Monday, December 7, 2009

Fall Again

I haven’t updated my blog for a very very long time... Sorry about that, a lot of things happened beyond my expectation, and I have a catch up to do.

Looking back, I am glad that I made it through the ‘new stuffs’. New place, new environment, new friends, new everything. But then still I got stuck and knocked down. Now, I am waiting nervously about my examination result that will be released this very Thursday. It is hard though to skip freshman year and jumped to sophomore without any idea about what the challenge I’m going to face. There are no senior that friendly enough to referred to, the whole batch is weird, most of my classmate… well, most of them did not understand my situation and hardship while the lecturers are intimidating [except for a very few of them that is friendly but then it was halfway through the semester and sure enough it is too late]. As for now, don’t really know what to expect. Sigh…

The fact that I always get depressed now is bugging me. So, I am going to try a lot of new cake recipes I got from my cousin that just got back from New Zealand. Baking makes me happy, so I am going to bake away my nervousness and eat away all the sadness, start with caramel apple cake.

Feel free to join me.

Monday, September 28, 2009

Bittersweet Syawal

My Little Cousins
Syawal is a month where a proud Muslim will celebrate it with happiness and gratefulness as Ramadhan passed by. Syawal has its own feeling. And I’m always looking forward to feel it. The sense and smell of reward, forgiveness, money [!!] makes me appreciate this month every time it arrives. Variety of foods, family gathering, convoy, family reunion [ouch!! I don’t even remember those far relatives. There are too many of them, I can hardly recognize each and everyone specifically], a lot of streaking and owh, duit raya for sure.

===

## PROBLEMS AND TASKS
• A. According to the blog posts, which cake does the writer plan to bake first?
• B. Translate this sentence from the blog posts into Spanish: "The fact that I always get depressed now is bugging me."

## SUPPLIED INFORMATION
===

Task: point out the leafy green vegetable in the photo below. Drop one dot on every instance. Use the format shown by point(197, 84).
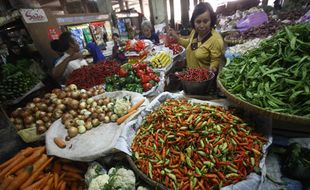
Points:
point(274, 76)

===

## WRITTEN RESPONSES
• A. Caramel apple cake.

• B. El hecho de que ahora siempre me deprima me está molestando.